March 2009 Issue
Road to History
Celebrate the Lincoln Bicentennial with a tour of the Kentucky Lincoln Heritage Trail.
As the birthplace of Abraham Lincoln, Kentucky is celebrating the Lincoln Bicentennial 1809–2009 in a big way. Events, exhibitions and special programs are planned along the Kentucky Lincoln Heritage Trail that links National Park Historic Sites, Kentucky state parks and a variety of locations that have strong connections to Abraham Lincoln, his family and his Kentucky friends and political supporters.
To encourage visitors to stop at all of the sites along the trail, Kentucky organizations have joined together in a special Passport Program that connects 16 of the sites along the trail. And, Kentucky state parks are focusing their Family Adventure Quest 2009 on Lincoln. There is a lot to see, so you may want to take a weekend to concentrate on the areas near his birth and boyhood, and another day or two to visit the sites from Louisville to the Lexington/Richmond area that are related to his adult friendships, marriage and political connections.

Challenges
#1 In the article on the Kentucky Lincoln Heritage Trail, how many sites does the Passport Program connect?
#2 Write the next part of the article on the Kentucky Lincoln Heritage Trail, starting right after its last sentence.

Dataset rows
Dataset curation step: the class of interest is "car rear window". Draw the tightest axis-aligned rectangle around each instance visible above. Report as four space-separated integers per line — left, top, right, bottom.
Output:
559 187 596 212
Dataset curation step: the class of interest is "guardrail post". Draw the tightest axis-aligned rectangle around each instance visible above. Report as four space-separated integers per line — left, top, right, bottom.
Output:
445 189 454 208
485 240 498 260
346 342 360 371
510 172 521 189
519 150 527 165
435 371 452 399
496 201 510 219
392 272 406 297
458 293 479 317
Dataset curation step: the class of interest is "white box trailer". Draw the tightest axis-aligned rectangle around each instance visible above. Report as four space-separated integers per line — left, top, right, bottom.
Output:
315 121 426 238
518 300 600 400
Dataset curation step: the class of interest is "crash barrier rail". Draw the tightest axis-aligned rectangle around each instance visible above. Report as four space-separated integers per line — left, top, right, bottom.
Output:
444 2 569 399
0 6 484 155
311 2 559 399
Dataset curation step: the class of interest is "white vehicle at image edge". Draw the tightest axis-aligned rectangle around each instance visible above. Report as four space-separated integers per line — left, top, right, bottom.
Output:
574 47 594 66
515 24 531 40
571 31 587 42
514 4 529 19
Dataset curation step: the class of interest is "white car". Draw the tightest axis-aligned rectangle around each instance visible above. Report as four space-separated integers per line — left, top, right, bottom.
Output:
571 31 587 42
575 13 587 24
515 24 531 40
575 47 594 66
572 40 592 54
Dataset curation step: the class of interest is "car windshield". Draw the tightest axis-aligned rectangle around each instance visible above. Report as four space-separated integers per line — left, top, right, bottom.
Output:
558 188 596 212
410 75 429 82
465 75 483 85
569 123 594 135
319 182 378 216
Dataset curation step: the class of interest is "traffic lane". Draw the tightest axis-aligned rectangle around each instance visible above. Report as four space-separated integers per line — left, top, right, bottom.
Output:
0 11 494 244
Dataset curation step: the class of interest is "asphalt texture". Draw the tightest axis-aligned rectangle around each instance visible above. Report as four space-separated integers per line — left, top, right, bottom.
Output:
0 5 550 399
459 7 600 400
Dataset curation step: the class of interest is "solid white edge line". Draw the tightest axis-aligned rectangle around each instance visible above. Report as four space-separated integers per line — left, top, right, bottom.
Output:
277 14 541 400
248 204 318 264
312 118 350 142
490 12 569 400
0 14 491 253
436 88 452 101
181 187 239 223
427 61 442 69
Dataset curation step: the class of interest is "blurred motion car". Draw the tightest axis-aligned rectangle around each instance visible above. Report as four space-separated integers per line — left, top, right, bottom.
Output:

Responses in order
#1 16 sites along the trail.

#2
Heritage, Birth and Boyhood
The land rolls gently south of Hodgenville to the Sinking Spring Farm where Abraham Lincoln was born to Thomas Lincoln and Nancy Hanks Lincoln on February 12, 1809. The Abraham Lincoln Birthplace National Historic Site was the first national memorial to our 16th president.
The National Park Service maintains a comfortable visitors center with a small museum and an auditorium where you can view a new video presentation about Lincoln’s birth and his early years at the Knob Creek Farm site that NPS maintains north of Hodgenville. For interpretive purposes, the cabin that belonged to one of Lincoln’s boyhood friends has been reassembled on that site. “The cabin had almost collapsed,” says Dean Wigfield, exhibition specialist. “We’ve reset the 14-by-18-foot one-room, single-pin log cabin on the site of the original Lincoln cabin [and] used local clay mixed with hog hair to daub.” A peaceful valley stretches out behind the cabin adjacent to a larger log structure that will soon house an interpretive center.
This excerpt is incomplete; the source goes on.